EXERCISE REQUIREMENTS:
Instruction for the entries that follow: retype exactly the lines from the line with "TARGET: yellow background" to the line with "TARGET: yellow wall", both included, and omit all others.

(Stored items from a collection)

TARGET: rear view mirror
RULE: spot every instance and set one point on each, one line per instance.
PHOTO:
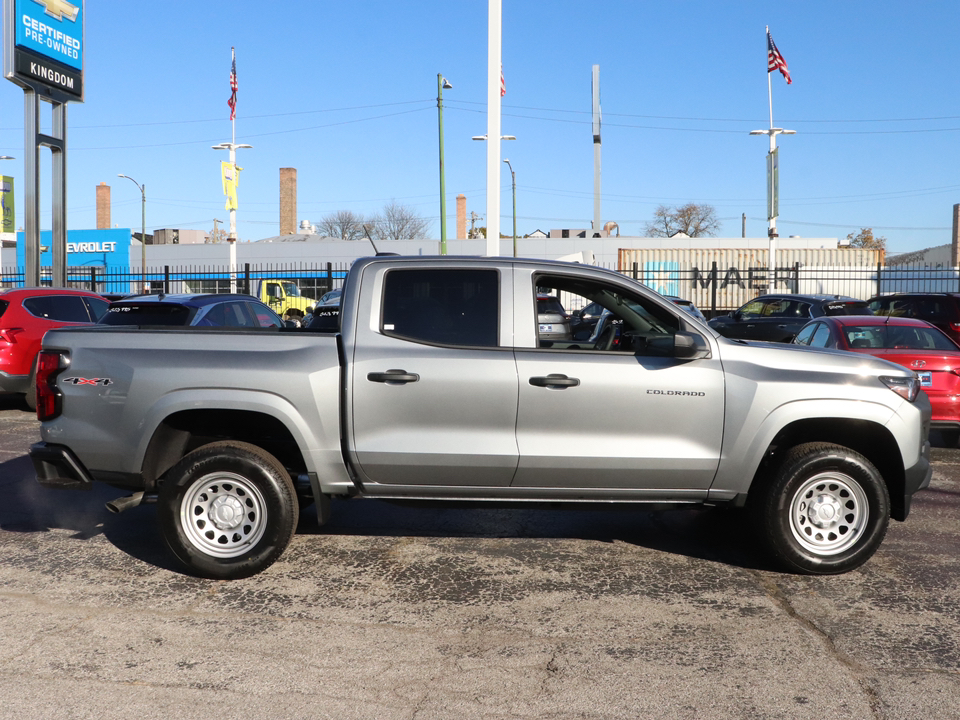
(690, 346)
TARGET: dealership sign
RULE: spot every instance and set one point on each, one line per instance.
(43, 45)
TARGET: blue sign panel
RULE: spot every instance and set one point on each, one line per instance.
(52, 29)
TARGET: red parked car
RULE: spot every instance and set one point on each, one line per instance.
(915, 344)
(25, 315)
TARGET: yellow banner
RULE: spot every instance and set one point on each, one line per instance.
(230, 174)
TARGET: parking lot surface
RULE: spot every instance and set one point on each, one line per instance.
(425, 612)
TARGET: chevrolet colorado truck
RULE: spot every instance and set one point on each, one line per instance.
(442, 384)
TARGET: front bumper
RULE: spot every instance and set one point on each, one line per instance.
(58, 467)
(915, 478)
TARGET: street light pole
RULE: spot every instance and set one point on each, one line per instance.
(513, 182)
(232, 237)
(441, 84)
(773, 197)
(143, 231)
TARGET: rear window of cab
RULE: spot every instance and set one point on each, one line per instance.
(147, 314)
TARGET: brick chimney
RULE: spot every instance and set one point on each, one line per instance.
(288, 201)
(103, 206)
(461, 217)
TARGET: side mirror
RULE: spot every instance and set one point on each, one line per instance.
(690, 346)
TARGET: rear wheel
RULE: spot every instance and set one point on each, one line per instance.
(825, 511)
(228, 510)
(30, 396)
(950, 437)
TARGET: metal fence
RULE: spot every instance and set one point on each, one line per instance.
(714, 289)
(313, 279)
(717, 289)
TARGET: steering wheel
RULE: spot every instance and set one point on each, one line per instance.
(606, 339)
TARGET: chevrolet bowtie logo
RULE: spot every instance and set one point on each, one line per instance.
(60, 9)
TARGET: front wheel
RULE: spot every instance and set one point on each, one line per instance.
(825, 511)
(228, 510)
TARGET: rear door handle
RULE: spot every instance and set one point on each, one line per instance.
(393, 376)
(554, 381)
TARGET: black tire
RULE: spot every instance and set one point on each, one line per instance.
(256, 502)
(30, 396)
(825, 510)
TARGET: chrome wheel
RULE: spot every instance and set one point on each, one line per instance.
(829, 513)
(223, 515)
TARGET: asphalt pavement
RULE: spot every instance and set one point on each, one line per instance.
(404, 612)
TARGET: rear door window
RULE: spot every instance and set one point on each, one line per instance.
(63, 308)
(846, 308)
(147, 314)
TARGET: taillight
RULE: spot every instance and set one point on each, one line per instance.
(9, 335)
(906, 387)
(50, 363)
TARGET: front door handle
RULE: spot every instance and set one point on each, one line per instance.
(393, 376)
(554, 381)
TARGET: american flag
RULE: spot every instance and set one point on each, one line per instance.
(232, 102)
(775, 60)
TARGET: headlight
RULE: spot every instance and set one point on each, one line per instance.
(907, 388)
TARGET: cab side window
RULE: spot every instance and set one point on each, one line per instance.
(821, 338)
(64, 308)
(442, 306)
(577, 314)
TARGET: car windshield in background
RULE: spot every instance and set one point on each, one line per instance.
(856, 307)
(897, 337)
(152, 313)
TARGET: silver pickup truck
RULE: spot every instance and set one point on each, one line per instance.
(444, 383)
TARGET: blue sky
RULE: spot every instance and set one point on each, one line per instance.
(346, 93)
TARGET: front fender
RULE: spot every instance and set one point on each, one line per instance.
(745, 447)
(317, 437)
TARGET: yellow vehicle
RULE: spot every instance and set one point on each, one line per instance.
(285, 299)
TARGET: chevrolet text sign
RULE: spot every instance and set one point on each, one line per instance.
(47, 44)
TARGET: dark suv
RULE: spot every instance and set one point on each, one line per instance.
(778, 318)
(940, 309)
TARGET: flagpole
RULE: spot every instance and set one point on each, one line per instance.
(231, 147)
(772, 228)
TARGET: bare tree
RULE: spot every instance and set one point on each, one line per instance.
(343, 224)
(398, 222)
(866, 239)
(692, 219)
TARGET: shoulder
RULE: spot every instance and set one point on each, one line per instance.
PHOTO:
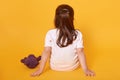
(79, 32)
(51, 31)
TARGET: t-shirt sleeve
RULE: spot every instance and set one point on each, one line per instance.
(79, 40)
(48, 40)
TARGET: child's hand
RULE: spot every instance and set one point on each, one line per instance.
(89, 73)
(37, 73)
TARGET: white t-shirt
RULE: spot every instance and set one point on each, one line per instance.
(65, 58)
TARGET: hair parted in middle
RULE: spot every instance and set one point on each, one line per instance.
(64, 17)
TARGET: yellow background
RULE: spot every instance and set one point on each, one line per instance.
(24, 23)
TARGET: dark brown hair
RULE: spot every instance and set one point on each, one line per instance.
(64, 17)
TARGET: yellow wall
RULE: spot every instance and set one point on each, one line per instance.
(24, 23)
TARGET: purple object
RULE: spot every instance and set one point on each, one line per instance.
(31, 61)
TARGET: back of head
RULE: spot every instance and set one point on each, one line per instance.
(64, 17)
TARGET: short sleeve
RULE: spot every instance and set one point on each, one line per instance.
(48, 40)
(79, 43)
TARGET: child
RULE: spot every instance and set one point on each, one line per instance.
(64, 44)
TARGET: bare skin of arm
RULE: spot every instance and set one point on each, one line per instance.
(83, 63)
(45, 55)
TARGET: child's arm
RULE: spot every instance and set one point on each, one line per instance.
(82, 60)
(45, 54)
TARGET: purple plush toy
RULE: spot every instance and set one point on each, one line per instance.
(31, 61)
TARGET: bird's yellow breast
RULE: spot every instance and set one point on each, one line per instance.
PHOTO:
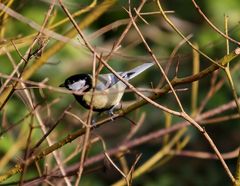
(106, 98)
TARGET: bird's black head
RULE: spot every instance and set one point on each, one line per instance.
(78, 82)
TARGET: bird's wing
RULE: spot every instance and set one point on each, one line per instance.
(106, 81)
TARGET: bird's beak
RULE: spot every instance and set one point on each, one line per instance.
(62, 85)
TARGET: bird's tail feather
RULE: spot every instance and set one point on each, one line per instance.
(136, 71)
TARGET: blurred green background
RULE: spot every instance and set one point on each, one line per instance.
(70, 60)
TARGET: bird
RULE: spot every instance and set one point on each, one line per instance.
(108, 90)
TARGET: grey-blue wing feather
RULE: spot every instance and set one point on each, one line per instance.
(106, 81)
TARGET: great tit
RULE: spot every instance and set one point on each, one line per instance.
(108, 89)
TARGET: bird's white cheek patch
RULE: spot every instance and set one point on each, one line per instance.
(77, 85)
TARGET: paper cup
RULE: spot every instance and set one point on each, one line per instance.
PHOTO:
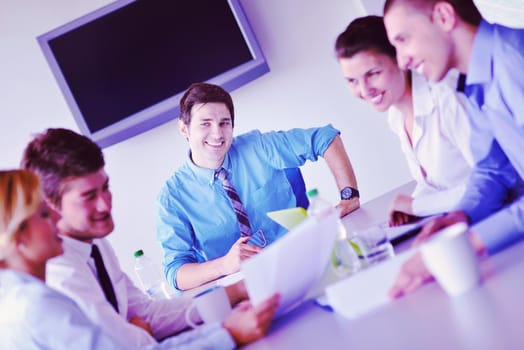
(451, 259)
(212, 305)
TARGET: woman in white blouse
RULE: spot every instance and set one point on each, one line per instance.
(429, 118)
(34, 316)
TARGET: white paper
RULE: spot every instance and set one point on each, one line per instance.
(366, 290)
(292, 265)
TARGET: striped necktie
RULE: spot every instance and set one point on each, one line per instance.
(243, 221)
(258, 238)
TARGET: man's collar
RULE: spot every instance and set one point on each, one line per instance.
(205, 175)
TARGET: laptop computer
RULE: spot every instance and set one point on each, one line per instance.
(292, 265)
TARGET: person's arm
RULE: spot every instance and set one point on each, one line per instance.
(338, 161)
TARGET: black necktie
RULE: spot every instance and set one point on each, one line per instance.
(103, 277)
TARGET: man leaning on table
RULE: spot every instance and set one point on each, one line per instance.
(76, 187)
(432, 37)
(198, 227)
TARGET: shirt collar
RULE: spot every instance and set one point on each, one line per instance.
(206, 175)
(423, 103)
(480, 68)
(79, 247)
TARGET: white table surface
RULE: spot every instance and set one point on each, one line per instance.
(490, 316)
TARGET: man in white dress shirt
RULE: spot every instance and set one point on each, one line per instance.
(76, 186)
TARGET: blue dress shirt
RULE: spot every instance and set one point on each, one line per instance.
(495, 86)
(196, 222)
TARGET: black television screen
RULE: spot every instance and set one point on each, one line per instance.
(124, 67)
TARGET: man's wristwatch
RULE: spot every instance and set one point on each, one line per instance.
(348, 193)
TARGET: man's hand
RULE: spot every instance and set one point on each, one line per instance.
(140, 323)
(247, 323)
(412, 275)
(438, 224)
(401, 211)
(347, 206)
(240, 251)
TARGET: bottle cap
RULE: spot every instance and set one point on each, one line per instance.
(312, 193)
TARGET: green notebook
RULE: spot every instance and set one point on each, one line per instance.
(289, 218)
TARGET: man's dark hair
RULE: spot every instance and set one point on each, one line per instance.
(204, 93)
(59, 154)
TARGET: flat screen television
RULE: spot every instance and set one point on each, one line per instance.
(124, 67)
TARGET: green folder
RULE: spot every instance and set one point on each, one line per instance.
(289, 218)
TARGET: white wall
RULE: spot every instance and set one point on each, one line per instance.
(303, 89)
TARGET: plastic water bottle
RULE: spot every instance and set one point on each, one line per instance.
(344, 259)
(151, 281)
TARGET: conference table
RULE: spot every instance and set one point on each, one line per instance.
(490, 316)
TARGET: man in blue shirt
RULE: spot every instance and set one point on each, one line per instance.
(432, 37)
(197, 226)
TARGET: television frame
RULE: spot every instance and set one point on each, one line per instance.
(165, 110)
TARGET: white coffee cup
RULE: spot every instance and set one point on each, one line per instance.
(212, 305)
(451, 259)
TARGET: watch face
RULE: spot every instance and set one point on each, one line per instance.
(346, 193)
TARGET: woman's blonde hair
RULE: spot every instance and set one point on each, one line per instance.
(20, 196)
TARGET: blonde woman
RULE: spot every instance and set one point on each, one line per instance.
(34, 316)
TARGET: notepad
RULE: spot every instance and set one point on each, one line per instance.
(288, 218)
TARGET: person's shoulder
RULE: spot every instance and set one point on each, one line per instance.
(509, 40)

COMPLETED TASK:
TARGET: yellow background
RULE: spot every instance and set one point on each, one line per instance.
(24, 23)
TARGET: dark brown hair
RULE: spot every instance and set one point on each, one line per instance.
(64, 17)
TARGET: yellow wall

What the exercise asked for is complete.